PROBLEM DETAILS: The exact lines from the start of the material below through the line holding "Need: one point per instance of the eroded" are the answer; return those, pictures excluded.

INFORMATION SUPPLIED:
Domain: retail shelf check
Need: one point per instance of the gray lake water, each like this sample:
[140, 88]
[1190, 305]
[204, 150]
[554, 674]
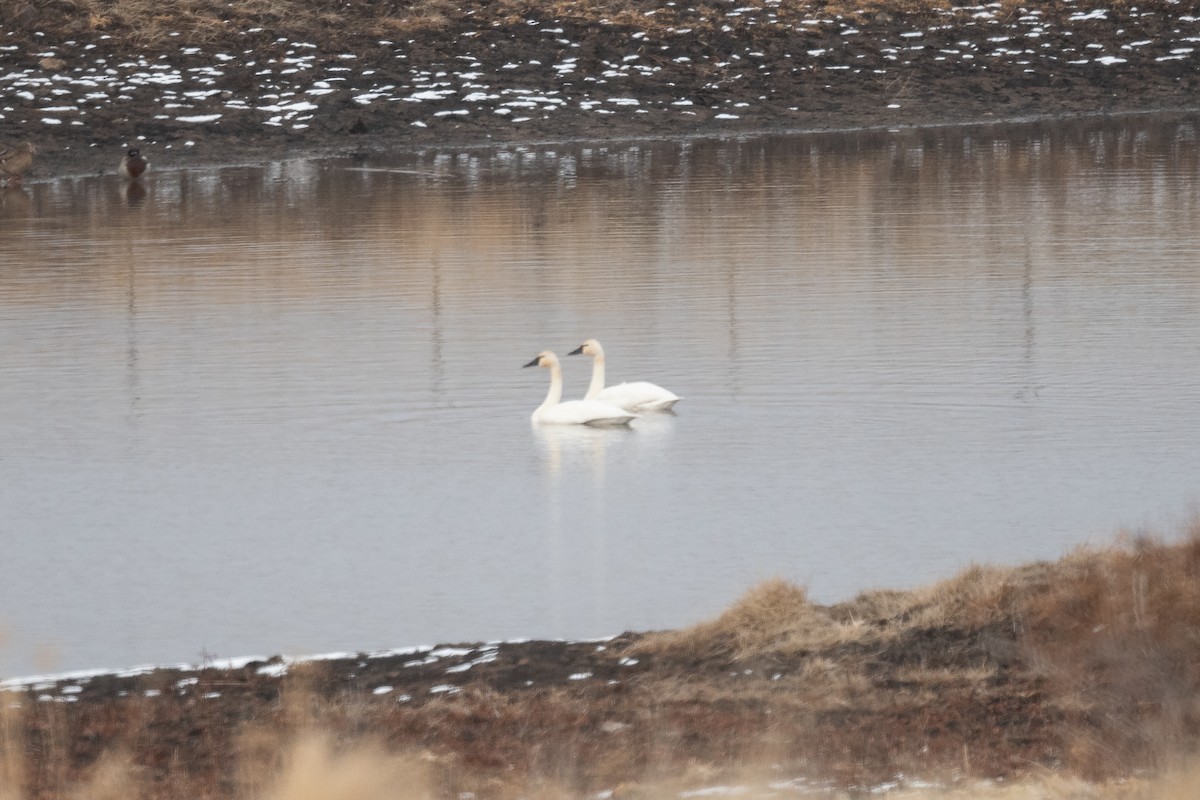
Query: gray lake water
[281, 409]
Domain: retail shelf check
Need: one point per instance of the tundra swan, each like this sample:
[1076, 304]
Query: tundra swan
[585, 411]
[634, 396]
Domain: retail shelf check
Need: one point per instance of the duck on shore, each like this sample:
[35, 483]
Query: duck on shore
[16, 161]
[133, 164]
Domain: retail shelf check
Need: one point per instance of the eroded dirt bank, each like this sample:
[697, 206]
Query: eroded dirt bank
[207, 82]
[1083, 667]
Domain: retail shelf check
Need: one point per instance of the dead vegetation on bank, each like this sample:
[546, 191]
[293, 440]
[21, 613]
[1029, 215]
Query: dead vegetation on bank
[145, 23]
[1078, 678]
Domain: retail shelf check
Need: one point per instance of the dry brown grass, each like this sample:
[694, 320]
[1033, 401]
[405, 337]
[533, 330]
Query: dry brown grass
[773, 618]
[1097, 672]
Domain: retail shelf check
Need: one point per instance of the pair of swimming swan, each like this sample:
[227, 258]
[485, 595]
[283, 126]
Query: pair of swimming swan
[600, 407]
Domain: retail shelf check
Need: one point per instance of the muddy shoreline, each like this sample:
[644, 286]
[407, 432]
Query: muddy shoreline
[191, 90]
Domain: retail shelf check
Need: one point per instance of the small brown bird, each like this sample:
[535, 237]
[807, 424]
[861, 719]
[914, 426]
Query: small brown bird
[133, 164]
[15, 160]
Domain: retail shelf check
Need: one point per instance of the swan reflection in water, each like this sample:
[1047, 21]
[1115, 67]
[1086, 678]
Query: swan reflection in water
[580, 450]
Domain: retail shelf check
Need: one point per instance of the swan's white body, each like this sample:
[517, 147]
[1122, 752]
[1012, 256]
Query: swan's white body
[634, 396]
[586, 411]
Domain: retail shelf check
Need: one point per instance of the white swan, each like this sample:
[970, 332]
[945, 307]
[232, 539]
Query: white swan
[635, 396]
[585, 411]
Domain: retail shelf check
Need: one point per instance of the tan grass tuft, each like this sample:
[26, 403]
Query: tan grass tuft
[316, 769]
[773, 618]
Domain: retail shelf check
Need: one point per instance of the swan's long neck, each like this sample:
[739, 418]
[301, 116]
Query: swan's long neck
[597, 384]
[555, 396]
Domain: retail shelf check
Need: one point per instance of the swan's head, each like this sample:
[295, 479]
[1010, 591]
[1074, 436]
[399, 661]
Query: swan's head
[589, 347]
[545, 359]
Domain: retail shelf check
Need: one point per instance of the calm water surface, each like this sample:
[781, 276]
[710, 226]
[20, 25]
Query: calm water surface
[281, 409]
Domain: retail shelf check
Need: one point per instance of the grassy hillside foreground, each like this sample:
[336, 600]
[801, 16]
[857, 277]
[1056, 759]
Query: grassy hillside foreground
[1069, 679]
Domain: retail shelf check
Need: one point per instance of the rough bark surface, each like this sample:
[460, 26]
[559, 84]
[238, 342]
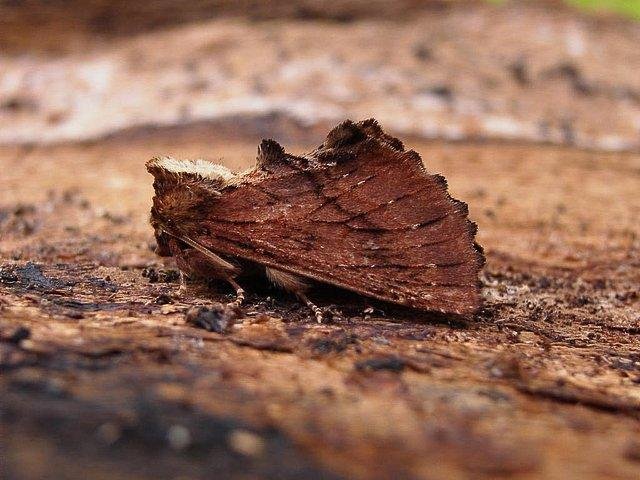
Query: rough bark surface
[101, 374]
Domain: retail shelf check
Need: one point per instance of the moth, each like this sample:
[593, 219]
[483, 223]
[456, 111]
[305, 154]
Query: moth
[359, 212]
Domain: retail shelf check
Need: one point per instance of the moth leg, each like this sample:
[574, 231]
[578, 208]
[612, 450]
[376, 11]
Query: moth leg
[239, 292]
[314, 308]
[182, 290]
[294, 284]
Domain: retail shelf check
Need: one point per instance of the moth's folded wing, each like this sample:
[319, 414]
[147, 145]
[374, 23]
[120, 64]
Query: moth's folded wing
[368, 219]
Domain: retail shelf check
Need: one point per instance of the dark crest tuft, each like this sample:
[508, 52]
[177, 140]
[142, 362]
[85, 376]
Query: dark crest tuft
[270, 152]
[347, 133]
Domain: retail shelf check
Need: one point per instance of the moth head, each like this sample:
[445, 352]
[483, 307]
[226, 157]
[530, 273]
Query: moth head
[182, 189]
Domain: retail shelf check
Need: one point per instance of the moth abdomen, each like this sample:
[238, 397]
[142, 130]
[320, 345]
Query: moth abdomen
[360, 213]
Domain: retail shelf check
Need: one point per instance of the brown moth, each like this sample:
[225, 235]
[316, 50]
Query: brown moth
[360, 212]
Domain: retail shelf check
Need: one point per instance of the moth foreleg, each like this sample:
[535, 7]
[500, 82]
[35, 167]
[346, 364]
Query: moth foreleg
[239, 292]
[294, 284]
[182, 290]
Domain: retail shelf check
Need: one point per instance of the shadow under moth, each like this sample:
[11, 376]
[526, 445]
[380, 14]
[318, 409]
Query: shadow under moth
[359, 212]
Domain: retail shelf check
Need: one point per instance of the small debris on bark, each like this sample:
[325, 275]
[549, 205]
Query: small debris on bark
[218, 318]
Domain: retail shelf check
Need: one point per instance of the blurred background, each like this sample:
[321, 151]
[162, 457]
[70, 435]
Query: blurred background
[531, 109]
[548, 71]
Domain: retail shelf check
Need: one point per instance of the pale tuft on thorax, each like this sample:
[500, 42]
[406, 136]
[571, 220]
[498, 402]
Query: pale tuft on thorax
[203, 168]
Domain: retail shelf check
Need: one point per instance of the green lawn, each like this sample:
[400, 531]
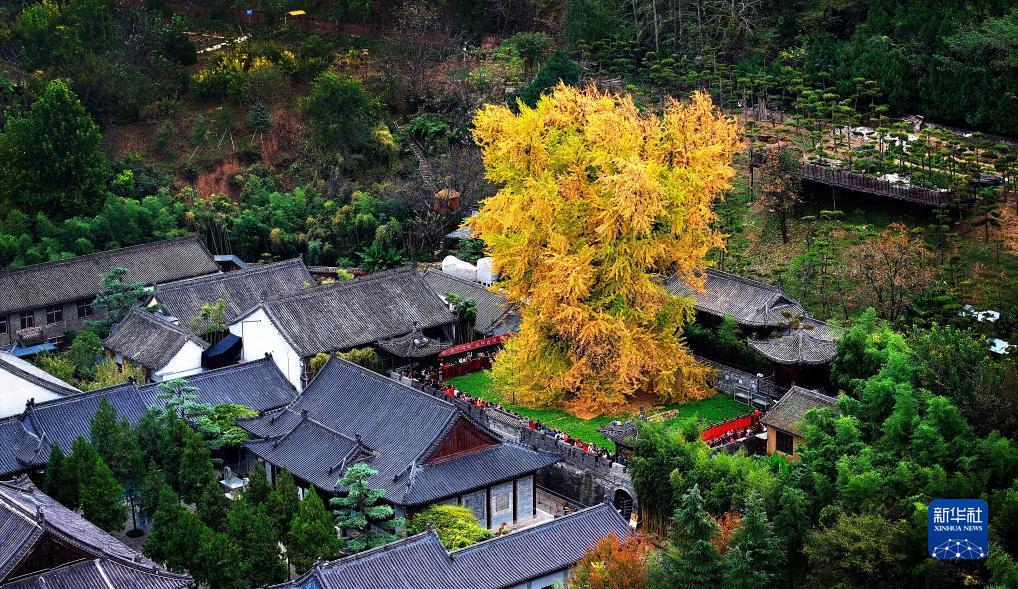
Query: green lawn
[711, 410]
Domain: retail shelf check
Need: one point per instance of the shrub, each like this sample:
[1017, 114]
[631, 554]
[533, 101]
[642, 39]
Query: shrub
[456, 526]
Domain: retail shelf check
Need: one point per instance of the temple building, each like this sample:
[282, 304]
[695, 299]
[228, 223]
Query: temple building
[340, 316]
[21, 380]
[778, 328]
[45, 545]
[536, 557]
[40, 303]
[163, 349]
[425, 449]
[784, 433]
[240, 290]
[25, 438]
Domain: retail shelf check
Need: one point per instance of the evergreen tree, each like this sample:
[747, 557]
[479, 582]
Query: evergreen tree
[101, 494]
[359, 512]
[283, 504]
[82, 455]
[104, 427]
[259, 489]
[313, 534]
[149, 431]
[216, 563]
[792, 521]
[253, 531]
[213, 507]
[167, 514]
[195, 467]
[50, 158]
[149, 492]
[755, 547]
[184, 544]
[259, 117]
[171, 445]
[692, 562]
[57, 483]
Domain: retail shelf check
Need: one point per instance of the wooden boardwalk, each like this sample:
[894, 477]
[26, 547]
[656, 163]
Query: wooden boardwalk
[871, 185]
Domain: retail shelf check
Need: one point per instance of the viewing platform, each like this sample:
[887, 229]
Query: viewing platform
[875, 186]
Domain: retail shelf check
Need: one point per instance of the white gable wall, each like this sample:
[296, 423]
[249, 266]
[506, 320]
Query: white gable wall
[185, 362]
[15, 392]
[261, 337]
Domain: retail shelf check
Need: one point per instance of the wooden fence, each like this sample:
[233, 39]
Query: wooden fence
[872, 185]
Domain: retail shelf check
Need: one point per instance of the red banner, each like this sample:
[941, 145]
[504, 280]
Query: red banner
[719, 429]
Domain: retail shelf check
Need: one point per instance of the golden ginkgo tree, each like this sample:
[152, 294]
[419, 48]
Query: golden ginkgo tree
[598, 202]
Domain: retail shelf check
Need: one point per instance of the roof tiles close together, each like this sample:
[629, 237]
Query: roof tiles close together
[397, 427]
[239, 290]
[80, 278]
[147, 340]
[25, 439]
[355, 312]
[422, 563]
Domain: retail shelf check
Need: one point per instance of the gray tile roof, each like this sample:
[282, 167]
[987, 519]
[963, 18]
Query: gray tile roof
[748, 301]
[422, 563]
[312, 452]
[32, 373]
[412, 345]
[787, 411]
[400, 426]
[240, 290]
[812, 342]
[258, 385]
[346, 314]
[25, 439]
[492, 307]
[147, 340]
[81, 278]
[27, 514]
[101, 574]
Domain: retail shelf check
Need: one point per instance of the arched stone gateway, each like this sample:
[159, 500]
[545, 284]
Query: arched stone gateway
[623, 502]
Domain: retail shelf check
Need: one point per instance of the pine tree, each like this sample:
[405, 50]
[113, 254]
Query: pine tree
[283, 504]
[253, 531]
[105, 431]
[50, 158]
[692, 562]
[167, 514]
[313, 534]
[213, 507]
[149, 492]
[792, 522]
[259, 117]
[754, 546]
[184, 544]
[57, 483]
[358, 511]
[149, 431]
[82, 455]
[259, 489]
[102, 495]
[195, 467]
[216, 562]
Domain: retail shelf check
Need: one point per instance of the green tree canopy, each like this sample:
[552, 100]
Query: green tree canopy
[455, 525]
[50, 158]
[358, 512]
[313, 534]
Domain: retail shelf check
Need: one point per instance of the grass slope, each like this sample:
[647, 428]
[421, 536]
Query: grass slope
[710, 410]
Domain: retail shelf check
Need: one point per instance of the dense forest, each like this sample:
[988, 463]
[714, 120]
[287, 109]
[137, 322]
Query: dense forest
[348, 135]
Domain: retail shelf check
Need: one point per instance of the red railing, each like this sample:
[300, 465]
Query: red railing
[733, 424]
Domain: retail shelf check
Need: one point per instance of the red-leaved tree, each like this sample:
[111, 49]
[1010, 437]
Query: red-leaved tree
[614, 564]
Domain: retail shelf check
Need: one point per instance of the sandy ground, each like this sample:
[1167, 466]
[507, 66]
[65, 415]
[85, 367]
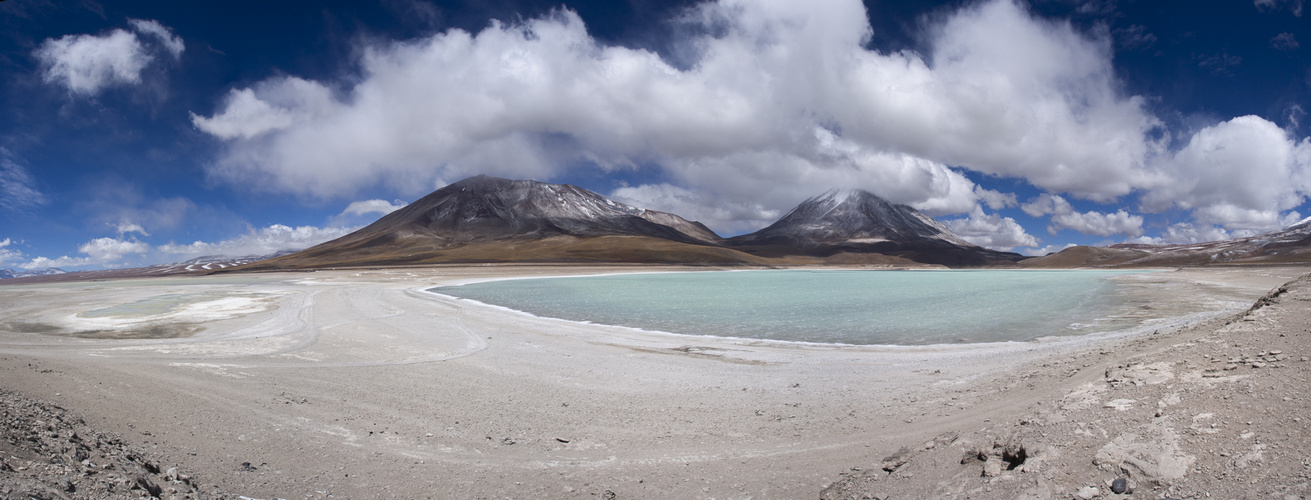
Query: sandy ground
[361, 385]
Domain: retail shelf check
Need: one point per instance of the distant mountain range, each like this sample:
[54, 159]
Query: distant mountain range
[1288, 246]
[11, 273]
[489, 219]
[848, 223]
[198, 265]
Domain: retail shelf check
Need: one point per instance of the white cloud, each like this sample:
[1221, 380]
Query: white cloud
[1065, 217]
[87, 63]
[108, 250]
[129, 227]
[1242, 173]
[995, 200]
[102, 252]
[17, 188]
[782, 103]
[165, 36]
[372, 206]
[258, 242]
[8, 256]
[991, 231]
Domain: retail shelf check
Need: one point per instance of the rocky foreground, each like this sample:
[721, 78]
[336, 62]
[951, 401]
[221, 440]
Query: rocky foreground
[47, 453]
[1214, 411]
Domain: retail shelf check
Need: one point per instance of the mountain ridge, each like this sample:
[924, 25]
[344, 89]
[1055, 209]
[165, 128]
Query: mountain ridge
[492, 219]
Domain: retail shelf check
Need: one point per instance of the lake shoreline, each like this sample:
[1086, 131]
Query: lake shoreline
[355, 385]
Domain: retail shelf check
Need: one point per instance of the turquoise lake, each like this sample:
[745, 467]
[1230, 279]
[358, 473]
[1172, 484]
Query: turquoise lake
[900, 307]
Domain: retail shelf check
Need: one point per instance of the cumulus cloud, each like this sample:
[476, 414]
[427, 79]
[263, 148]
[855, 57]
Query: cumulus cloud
[1242, 173]
[995, 200]
[780, 101]
[85, 63]
[258, 242]
[161, 33]
[991, 231]
[17, 188]
[102, 252]
[372, 206]
[8, 255]
[1065, 217]
[129, 227]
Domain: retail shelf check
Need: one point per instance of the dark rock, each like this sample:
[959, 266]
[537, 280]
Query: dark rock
[146, 483]
[1120, 486]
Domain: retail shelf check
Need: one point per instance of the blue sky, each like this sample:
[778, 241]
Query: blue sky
[139, 133]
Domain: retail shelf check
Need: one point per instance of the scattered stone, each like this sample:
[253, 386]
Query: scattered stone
[78, 462]
[1120, 486]
[897, 459]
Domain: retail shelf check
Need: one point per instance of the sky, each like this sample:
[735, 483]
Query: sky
[138, 133]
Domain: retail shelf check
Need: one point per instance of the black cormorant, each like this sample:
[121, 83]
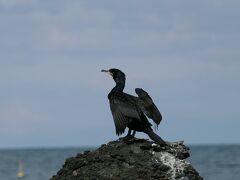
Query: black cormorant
[130, 111]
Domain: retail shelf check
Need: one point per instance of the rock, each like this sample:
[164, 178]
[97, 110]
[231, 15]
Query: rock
[130, 159]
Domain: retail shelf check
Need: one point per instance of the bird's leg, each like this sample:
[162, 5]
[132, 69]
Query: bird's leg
[129, 135]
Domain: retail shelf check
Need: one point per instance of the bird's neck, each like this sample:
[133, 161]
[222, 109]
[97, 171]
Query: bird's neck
[120, 84]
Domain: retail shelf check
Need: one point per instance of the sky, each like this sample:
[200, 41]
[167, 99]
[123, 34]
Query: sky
[185, 54]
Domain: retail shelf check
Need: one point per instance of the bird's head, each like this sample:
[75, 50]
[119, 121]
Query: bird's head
[115, 73]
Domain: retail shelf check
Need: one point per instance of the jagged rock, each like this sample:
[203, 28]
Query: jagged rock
[130, 159]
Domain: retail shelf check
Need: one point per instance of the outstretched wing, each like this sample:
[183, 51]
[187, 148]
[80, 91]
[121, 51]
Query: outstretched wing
[147, 105]
[123, 108]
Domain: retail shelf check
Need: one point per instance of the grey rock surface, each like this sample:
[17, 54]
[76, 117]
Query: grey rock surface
[130, 159]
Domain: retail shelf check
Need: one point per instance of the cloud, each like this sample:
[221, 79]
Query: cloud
[10, 3]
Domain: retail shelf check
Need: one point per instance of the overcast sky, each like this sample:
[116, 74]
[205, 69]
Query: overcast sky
[184, 53]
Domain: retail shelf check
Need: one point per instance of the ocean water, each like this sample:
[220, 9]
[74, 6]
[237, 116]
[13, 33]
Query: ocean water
[212, 162]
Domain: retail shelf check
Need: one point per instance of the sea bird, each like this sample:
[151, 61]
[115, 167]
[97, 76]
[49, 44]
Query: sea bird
[131, 111]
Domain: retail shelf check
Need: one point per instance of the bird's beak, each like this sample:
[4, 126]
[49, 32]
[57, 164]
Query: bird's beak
[107, 71]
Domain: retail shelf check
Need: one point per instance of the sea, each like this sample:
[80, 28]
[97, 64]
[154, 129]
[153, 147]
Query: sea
[213, 162]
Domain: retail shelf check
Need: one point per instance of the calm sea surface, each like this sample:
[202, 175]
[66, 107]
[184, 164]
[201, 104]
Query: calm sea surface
[212, 162]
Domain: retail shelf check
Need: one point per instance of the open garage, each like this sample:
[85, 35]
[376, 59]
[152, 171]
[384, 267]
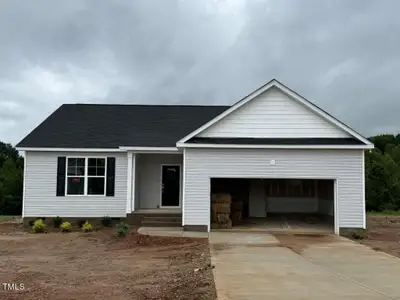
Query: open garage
[299, 205]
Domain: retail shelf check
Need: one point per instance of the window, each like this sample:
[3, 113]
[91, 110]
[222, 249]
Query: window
[96, 176]
[86, 176]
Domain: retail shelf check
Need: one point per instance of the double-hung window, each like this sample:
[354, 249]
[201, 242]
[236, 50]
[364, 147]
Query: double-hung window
[86, 176]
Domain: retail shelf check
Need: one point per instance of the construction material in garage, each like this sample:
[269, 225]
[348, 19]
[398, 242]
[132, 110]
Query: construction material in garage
[221, 211]
[237, 212]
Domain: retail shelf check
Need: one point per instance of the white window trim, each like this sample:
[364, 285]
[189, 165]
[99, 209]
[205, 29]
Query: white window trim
[86, 176]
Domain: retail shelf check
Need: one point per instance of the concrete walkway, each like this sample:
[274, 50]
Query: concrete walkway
[261, 266]
[171, 231]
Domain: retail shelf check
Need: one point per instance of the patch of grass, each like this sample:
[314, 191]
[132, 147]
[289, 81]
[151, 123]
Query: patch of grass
[39, 226]
[87, 227]
[123, 229]
[6, 218]
[384, 213]
[66, 227]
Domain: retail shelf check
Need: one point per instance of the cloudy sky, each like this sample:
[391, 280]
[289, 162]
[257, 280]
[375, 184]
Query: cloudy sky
[342, 55]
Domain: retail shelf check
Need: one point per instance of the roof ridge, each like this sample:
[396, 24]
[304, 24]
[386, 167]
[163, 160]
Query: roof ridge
[144, 105]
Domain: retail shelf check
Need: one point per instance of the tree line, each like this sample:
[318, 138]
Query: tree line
[11, 180]
[382, 176]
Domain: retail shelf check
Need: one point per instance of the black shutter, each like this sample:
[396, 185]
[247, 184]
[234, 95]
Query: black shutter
[110, 186]
[61, 175]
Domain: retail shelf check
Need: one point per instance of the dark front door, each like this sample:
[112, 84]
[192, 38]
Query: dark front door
[170, 185]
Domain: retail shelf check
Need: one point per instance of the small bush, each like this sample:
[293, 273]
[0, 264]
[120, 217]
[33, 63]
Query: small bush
[358, 234]
[31, 222]
[123, 229]
[66, 227]
[80, 223]
[87, 227]
[57, 221]
[39, 226]
[106, 221]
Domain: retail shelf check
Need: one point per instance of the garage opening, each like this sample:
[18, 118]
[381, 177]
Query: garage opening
[302, 205]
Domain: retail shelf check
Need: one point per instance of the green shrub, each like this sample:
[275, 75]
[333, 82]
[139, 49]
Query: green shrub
[80, 223]
[87, 227]
[57, 221]
[66, 227]
[358, 234]
[123, 229]
[39, 226]
[106, 221]
[31, 222]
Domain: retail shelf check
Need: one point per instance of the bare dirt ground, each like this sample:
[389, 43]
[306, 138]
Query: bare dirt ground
[99, 265]
[383, 234]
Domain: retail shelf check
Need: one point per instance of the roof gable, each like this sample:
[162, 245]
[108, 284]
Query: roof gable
[273, 114]
[274, 111]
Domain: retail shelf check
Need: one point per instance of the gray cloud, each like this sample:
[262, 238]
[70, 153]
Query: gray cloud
[342, 55]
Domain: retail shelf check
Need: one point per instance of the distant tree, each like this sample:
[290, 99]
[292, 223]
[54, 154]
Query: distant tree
[382, 179]
[381, 141]
[11, 180]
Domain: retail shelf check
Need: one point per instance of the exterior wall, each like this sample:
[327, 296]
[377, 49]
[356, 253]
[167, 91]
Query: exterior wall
[149, 177]
[137, 182]
[40, 198]
[273, 114]
[346, 166]
[257, 200]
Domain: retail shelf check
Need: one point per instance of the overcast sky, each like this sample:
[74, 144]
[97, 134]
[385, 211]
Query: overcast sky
[342, 55]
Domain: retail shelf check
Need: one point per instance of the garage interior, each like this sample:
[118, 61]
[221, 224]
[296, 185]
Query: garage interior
[272, 204]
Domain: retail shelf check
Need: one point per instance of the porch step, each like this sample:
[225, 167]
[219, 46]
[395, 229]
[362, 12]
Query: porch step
[158, 221]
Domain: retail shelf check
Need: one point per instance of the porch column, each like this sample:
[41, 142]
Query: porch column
[133, 185]
[129, 183]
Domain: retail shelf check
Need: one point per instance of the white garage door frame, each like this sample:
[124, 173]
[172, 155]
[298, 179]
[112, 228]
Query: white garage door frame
[335, 193]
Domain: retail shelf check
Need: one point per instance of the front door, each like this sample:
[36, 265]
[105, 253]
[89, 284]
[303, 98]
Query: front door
[170, 181]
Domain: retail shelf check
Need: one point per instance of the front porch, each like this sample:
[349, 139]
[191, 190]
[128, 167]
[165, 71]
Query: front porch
[154, 183]
[155, 189]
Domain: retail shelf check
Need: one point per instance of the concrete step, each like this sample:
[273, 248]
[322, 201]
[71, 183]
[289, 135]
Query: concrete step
[156, 215]
[163, 219]
[165, 223]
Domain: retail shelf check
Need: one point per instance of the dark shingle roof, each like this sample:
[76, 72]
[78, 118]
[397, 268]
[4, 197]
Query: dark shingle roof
[276, 141]
[111, 126]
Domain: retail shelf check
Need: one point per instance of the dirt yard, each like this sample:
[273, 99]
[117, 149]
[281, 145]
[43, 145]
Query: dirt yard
[383, 234]
[99, 265]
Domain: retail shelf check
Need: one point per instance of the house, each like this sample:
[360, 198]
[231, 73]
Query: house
[290, 156]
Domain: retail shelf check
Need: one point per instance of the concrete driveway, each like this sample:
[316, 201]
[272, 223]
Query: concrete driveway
[263, 266]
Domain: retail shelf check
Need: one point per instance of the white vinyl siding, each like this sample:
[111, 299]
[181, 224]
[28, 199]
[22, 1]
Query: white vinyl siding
[346, 166]
[273, 114]
[40, 189]
[149, 177]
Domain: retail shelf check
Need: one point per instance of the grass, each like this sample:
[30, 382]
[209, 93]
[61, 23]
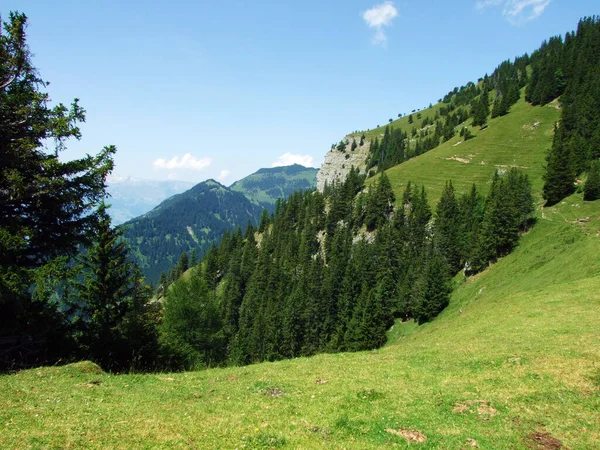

RESULT OF THE TASK:
Domain: retail shelf check
Need: one point per instance of the gray lake water, each like this sample:
[140, 88]
[1190, 305]
[204, 150]
[554, 674]
Query: gray lake water
[281, 409]
Domain: retail shelf check
Need: one point per instance of the tundra swan, each like this sample:
[1076, 304]
Query: tundra swan
[585, 411]
[634, 396]
Domain: retail shelf check
Need: one point per instance of the duck on shore, each like this sample:
[35, 483]
Query: duck on shore
[16, 161]
[133, 164]
Domain: retail shelf check
Need: one point per instance of the eroded dirt bank, each like this sample:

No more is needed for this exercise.